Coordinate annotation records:
◆ ◆ ◆ ◆ ◆ ◆ ◆

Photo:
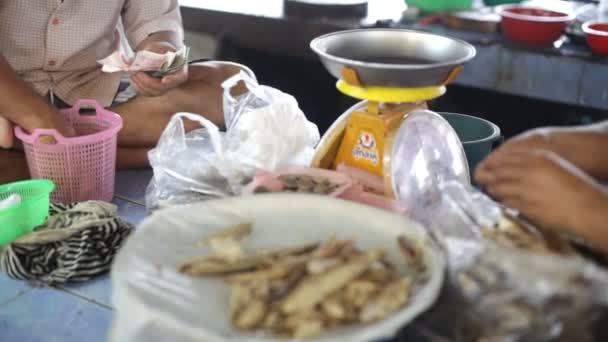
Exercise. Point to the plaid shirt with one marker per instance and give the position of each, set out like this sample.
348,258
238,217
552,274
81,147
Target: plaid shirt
55,44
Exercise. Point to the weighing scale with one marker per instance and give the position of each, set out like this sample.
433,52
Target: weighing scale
391,133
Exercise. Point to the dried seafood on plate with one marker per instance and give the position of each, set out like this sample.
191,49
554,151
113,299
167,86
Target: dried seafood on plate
294,237
301,180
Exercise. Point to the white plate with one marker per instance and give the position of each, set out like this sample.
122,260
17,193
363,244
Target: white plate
155,303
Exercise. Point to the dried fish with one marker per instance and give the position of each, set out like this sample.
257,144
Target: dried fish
301,291
312,290
307,184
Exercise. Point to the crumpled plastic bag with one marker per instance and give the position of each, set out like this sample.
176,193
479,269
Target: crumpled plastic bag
498,293
266,130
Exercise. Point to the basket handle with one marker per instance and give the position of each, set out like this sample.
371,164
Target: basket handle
37,133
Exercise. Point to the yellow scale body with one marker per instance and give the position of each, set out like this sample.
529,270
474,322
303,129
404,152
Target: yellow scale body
366,134
363,139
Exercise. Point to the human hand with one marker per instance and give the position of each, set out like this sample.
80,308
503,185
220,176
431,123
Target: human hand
147,85
543,187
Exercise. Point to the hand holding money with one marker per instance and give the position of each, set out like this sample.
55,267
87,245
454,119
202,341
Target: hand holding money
155,70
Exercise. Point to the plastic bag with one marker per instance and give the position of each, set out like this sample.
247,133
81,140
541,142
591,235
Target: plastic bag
265,131
507,294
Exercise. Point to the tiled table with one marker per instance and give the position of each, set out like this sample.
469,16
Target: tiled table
30,312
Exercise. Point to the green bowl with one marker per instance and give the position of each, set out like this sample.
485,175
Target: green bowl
478,136
500,2
33,210
432,6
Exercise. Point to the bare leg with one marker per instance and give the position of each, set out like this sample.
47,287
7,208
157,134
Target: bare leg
145,118
13,166
6,133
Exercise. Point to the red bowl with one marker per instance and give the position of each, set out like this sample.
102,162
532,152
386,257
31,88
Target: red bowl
532,25
597,36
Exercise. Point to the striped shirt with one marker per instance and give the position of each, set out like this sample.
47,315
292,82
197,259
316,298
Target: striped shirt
55,44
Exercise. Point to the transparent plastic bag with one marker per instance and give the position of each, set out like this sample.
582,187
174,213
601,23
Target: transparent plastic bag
502,293
265,131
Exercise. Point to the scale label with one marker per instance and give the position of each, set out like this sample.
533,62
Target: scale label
366,148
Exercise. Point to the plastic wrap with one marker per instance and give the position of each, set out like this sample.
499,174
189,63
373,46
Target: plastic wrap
502,293
265,130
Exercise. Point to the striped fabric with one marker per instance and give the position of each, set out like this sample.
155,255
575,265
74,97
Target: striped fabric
78,242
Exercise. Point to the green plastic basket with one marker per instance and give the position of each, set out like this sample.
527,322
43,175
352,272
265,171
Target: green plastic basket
33,210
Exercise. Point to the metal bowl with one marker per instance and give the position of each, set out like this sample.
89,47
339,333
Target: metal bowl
393,57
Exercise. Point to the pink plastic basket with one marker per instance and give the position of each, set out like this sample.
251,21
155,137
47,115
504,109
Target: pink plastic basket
83,167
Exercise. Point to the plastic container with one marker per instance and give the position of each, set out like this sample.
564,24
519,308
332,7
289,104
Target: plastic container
478,136
532,25
431,6
33,210
597,36
83,167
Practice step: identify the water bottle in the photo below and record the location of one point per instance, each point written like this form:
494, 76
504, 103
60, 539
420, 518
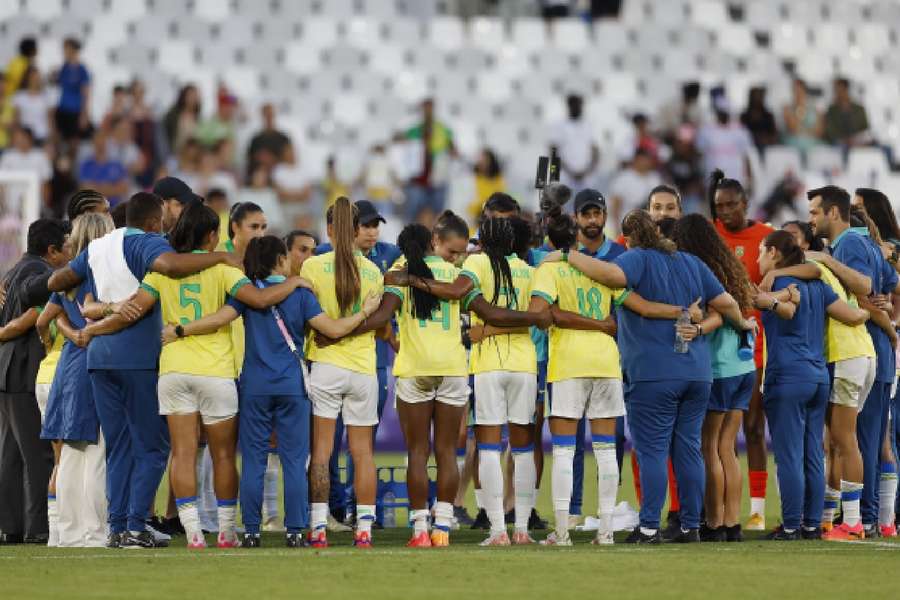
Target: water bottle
390, 512
681, 344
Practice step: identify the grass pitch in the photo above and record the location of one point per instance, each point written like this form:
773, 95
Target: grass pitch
754, 569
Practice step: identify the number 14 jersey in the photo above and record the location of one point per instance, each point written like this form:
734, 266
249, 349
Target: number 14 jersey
573, 352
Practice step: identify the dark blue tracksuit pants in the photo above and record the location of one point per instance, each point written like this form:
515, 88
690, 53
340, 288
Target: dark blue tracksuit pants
137, 443
666, 417
796, 416
289, 417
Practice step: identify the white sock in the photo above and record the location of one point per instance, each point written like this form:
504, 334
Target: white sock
563, 458
607, 478
365, 516
420, 520
443, 515
832, 500
524, 477
491, 476
758, 506
188, 515
887, 493
318, 515
226, 511
270, 487
850, 494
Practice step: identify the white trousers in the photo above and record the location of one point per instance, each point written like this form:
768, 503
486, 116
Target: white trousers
81, 494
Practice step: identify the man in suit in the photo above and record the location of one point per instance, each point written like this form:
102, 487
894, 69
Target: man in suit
25, 459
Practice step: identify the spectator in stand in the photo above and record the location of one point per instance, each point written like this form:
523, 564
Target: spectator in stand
72, 113
759, 120
629, 190
846, 123
802, 120
267, 146
103, 173
23, 156
573, 141
34, 106
426, 192
146, 135
488, 181
181, 121
725, 144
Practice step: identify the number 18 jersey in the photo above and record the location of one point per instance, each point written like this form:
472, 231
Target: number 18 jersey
573, 352
432, 347
188, 299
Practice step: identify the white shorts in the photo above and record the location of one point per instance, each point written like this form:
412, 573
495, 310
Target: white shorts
505, 397
215, 398
337, 391
445, 389
42, 393
853, 380
591, 397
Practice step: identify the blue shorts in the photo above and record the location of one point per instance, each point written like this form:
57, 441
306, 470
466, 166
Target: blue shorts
732, 393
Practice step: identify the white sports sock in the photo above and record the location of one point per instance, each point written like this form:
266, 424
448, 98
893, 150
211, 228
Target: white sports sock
832, 499
318, 515
607, 478
887, 493
850, 494
188, 515
563, 458
365, 516
443, 515
270, 487
226, 511
525, 475
491, 485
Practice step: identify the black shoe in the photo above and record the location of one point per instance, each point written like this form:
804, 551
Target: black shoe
811, 534
481, 520
673, 526
535, 522
462, 516
734, 534
780, 535
293, 540
143, 539
639, 537
710, 534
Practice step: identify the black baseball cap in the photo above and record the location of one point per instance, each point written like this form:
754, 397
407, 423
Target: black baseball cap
172, 187
587, 198
367, 212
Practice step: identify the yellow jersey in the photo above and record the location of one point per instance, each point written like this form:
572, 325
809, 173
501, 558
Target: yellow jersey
508, 352
355, 353
574, 352
843, 342
188, 299
431, 347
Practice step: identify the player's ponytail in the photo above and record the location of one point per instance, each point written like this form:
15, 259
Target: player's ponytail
415, 243
497, 238
262, 256
344, 220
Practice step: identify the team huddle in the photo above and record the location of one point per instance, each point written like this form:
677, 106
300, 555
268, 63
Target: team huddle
188, 327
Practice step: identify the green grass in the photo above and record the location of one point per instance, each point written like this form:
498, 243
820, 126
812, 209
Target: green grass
753, 569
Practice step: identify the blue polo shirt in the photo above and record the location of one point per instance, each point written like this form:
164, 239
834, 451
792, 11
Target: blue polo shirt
859, 252
647, 345
383, 254
137, 346
797, 346
270, 368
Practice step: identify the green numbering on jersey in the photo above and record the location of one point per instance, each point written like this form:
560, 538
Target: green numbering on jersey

◆ ◆ ◆ ◆ ◆ ◆ ◆

* INSTRUCTIONS FOR THE TASK: Output every line of the data above as a numbered list, skipping any blank lines. Leave the pictures out of your answer.

* TASK RESPONSE:
1. Photo:
2. Exercise. Point to the plaid shirt with one marker per instance and give the position of each, set out like this sample.
3. 348,258
4. 238,217
5. 552,274
6. 81,147
7. Target: plaid shirt
8. 55,44
9. Exercise. Point to the weighing scale with one marker per instance and give the position of each, set out like this sample.
10. 433,52
11. Target: weighing scale
12. 391,133
13. Exercise. Point to the dried seafood on plate with one marker per instance and give the position of each, set out like this sample.
14. 191,49
15. 554,151
16. 113,299
17. 167,86
18. Target: dried seafood on plate
19. 294,237
20. 301,180
21. Exercise. Point to the white plate with one marker per instance and give the position of each, set out like this sample.
22. 122,260
23. 17,193
24. 363,244
25. Target: white plate
26. 155,303
27. Exercise. Point to the dried fish with one marker per instance and give the position of each, set out like this sample.
28. 257,144
29. Target: dried fish
30. 301,291
31. 312,290
32. 307,184
33. Exercise. Point to the crumpled plastic bag with one marker per instance and give the position of each, set out like this sample.
34. 176,193
35. 479,269
36. Target: crumpled plastic bag
37. 498,293
38. 266,130
39. Exercise. Point to the basket handle with one marker per instance and give the position of each, set out like this sample.
40. 371,164
41. Target: basket handle
42. 37,133
43. Exercise. Point to the yellow scale body with one marker per instance and give the position of each, set out like this sample.
44. 529,270
45. 474,322
46. 303,129
47. 404,152
48. Target: yellow scale body
49. 366,134
50. 363,139
51. Exercise. Point to the human hand with one marker per instance and give the position of each, set out like this sample.
52. 80,308
53. 503,185
54. 220,176
55. 431,123
56. Target: human hand
57. 147,85
58. 543,187
59. Exercise. Point to the hand holding money with one marker per instance and give the position of each, set out like this sample.
60. 55,267
61. 87,245
62. 454,119
63. 202,341
64. Target: hand holding money
65. 155,70
66. Exercise. Point to the plastic bag with one marker per instance and give the position of each, set out like this sample.
67. 247,133
68. 81,140
69. 541,142
70. 591,235
71. Target: plastic bag
72. 265,131
73. 507,294
74. Exercise. Point to the tiled table with one marker per instance and give the position of each, set out like this sample.
75. 469,16
76. Target: tiled table
77. 30,312
78. Exercise. Point to the green bowl with one marker per instance and give the position of each, set out like this sample.
79. 485,175
80. Target: green bowl
81. 478,136
82. 500,2
83. 33,210
84. 432,6
85. Exercise. Point to the bare leg with one marker per instance and give the position of each, set out like this sample.
86. 47,287
87. 7,208
88. 157,134
89. Target: bare leg
90. 145,118
91. 13,166
92. 6,133
93. Exercise. Point to the red bowl with one marker per instance and give the position of each, set out like this sample.
94. 102,162
95. 532,152
96. 386,257
97. 31,88
98. Target: red bowl
99. 532,25
100. 597,36
101. Exercise. Point to the striped shirt with one marker per instance and give the position of each, set out like this sample.
102. 47,315
103. 292,82
104. 197,259
105. 316,298
106. Target: striped shirt
107. 55,44
108. Exercise. Point to the transparent plastic bag with one marker per instance and give the position of each, set out like this sample.
109. 582,187
110. 174,213
111. 601,23
112. Target: transparent plastic bag
113. 502,293
114. 265,131
115. Exercise. Point to the scale label with one marker per instance and give the position of each, set out like this sample.
116. 533,62
117. Target: scale label
118. 366,148
119. Exercise. Point to the plastic wrap with one marker per instance and give the position of each, set out like this sample.
120. 499,174
121. 189,63
122. 373,46
123. Target: plastic wrap
124. 502,293
125. 265,130
126. Exercise. Point to the striped fabric with one marker per instance and give the position of each, set out like this sample.
127. 155,255
128. 575,265
129. 74,97
130. Target: striped fabric
131. 78,242
132. Exercise. Point to the green plastic basket with one marker per instance and give the position of each, set out like this sample.
133. 527,322
134. 43,175
135. 352,272
136. 265,171
137. Target: green plastic basket
138. 33,210
139. Exercise. Point to the metal bowl with one marker per instance and give the position of each, set out like this sample.
140. 89,47
141. 339,333
142. Target: metal bowl
143. 393,57
144. Exercise. Point to the pink plastic basket with one marker per instance and give the position of each, set out like this sample.
145. 251,21
146. 155,137
147. 47,115
148. 504,109
149. Target: pink plastic basket
150. 83,167
151. Exercise. Point to the plastic container with one marker per instance and give the position of each, set out like this sample.
152. 564,24
153. 519,308
154. 332,7
155. 289,104
156. Target: plastic container
157. 478,136
158. 532,25
159. 431,6
160. 33,210
161. 597,36
162. 83,167
163. Practice step: identify the water bottle in the photo below and record the location of one point per instance, each point written like this form:
164. 494, 76
165. 504, 103
166. 60, 539
167. 420, 518
168. Target: water bottle
169. 390, 512
170. 681, 344
171. Practice step: identify the grass pitch in the photo above and record the location of one point per instance, each point written like this form:
172. 773, 95
173. Target: grass pitch
174. 754, 569
175. Practice step: identify the number 14 jersey in the photo above and record the location of one point per instance, each point written like this form:
176. 734, 266
177. 249, 349
178. Target: number 14 jersey
179. 573, 352
180. Practice step: identify the dark blue tracksuit pants in the photo above and record the location of one point per instance, each point written like this form:
181. 515, 88
182. 690, 53
183. 340, 288
184. Target: dark blue tracksuit pants
185. 137, 443
186. 666, 417
187. 796, 416
188. 289, 417
189. Practice step: identify the white sock in the photo above and record the location of one point per instance, each point written like this form:
190. 504, 334
191. Target: white sock
192. 563, 458
193. 607, 478
194. 365, 516
195. 420, 520
196. 443, 515
197. 832, 500
198. 524, 477
199. 491, 476
200. 758, 506
201. 188, 515
202. 887, 493
203. 318, 515
204. 226, 511
205. 270, 487
206. 850, 494
207. Practice step: identify the white trousers in the photo above and record the location of one point per instance, each point written like this form:
208. 768, 503
209. 486, 116
210. Target: white trousers
211. 81, 494
212. Practice step: identify the man in suit in the photo above and record the location of one point per instance, each point written like this form:
213. 102, 487
214. 894, 69
215. Target: man in suit
216. 25, 459
217. Practice step: identify the spectator in stand in the photo above and record the location of one point per instance, each point written like this form:
218. 523, 564
219. Target: spectator in stand
220. 72, 113
221. 759, 120
222. 629, 190
223. 846, 123
224. 802, 120
225. 267, 146
226. 103, 173
227. 23, 156
228. 573, 141
229. 34, 106
230. 426, 192
231. 146, 135
232. 488, 181
233. 181, 121
234. 725, 144
235. Practice step: identify the number 18 jersey in the photo above and record the location of one point per instance, each point written like this form:
236. 472, 231
237. Target: number 18 jersey
238. 573, 352
239. 432, 347
240. 188, 299
241. Practice step: identify the white shorts in the photo above and record the location of one point per instance, each point written like this form:
242. 412, 573
243. 495, 310
244. Target: white shorts
245. 505, 397
246. 215, 398
247. 337, 391
248. 445, 389
249. 42, 393
250. 853, 380
251. 591, 397
252. Practice step: identify the blue shorts in the photo above and record the location of one point per instance, each point written like this form:
253. 57, 441
254. 306, 470
255. 466, 166
256. Target: blue shorts
257. 732, 393
258. Practice step: identify the white sports sock in the photo above and record the location of one point per instance, each point written like this form:
259. 266, 424
260. 448, 98
261. 893, 150
262. 211, 228
263. Target: white sports sock
264. 832, 499
265. 318, 515
266. 607, 478
267. 887, 493
268. 850, 494
269. 188, 515
270. 563, 458
271. 365, 516
272. 443, 515
273. 270, 487
274. 226, 511
275. 525, 475
276. 491, 485
277. Practice step: identify the black shoe in the photo above and record the location of one point per instance, each point written like this form:
278. 804, 551
279. Target: black shoe
280. 811, 534
281. 481, 520
282. 673, 526
283. 535, 522
284. 462, 516
285. 734, 534
286. 780, 535
287. 293, 540
288. 143, 539
289. 639, 537
290. 710, 534
291. Practice step: identify the black baseball cap in the photo above and record the location of one point per instance, each point written like this form:
292. 754, 397
293. 407, 423
294. Target: black baseball cap
295. 172, 187
296. 587, 198
297. 367, 212
298. Practice step: identify the yellow jersey in the photo above and record the location of one point per instance, each point written like this form:
299. 572, 325
300. 809, 173
301. 501, 558
302. Target: yellow jersey
303. 508, 352
304. 355, 353
305. 574, 352
306. 843, 342
307. 188, 299
308. 431, 347
309. Practice step: identify the player's ponytail in the photo above and record the location of one point per instance, each point written like this form:
310. 15, 259
311. Target: player's ponytail
312. 415, 243
313. 497, 238
314. 262, 256
315. 344, 220
316. Practice step: identify the team huddle in the photo above and record the location of one point per instance, each point written like this form:
317. 677, 106
318. 300, 555
319. 268, 63
320. Target: team huddle
321. 188, 327
322. Practice step: identify the green grass in the photo above and record the location of one point per instance, each point written like this form:
323. 498, 243
324. 820, 126
325. 812, 209
326. Target: green grass
327. 753, 569
328. Practice step: identify the blue polo shirt in the photo above and record the location of one point per instance, each point written like this form:
329. 164, 239
330. 834, 451
331. 792, 11
332. Target: blue polo shirt
333. 859, 252
334. 647, 345
335. 383, 254
336. 137, 346
337. 797, 346
338. 270, 368
339. Practice step: identify the green numbering on jersey in the photo above and record the location of one point per instance, each point written like this form:
340. 560, 538
341. Target: green numbering on jersey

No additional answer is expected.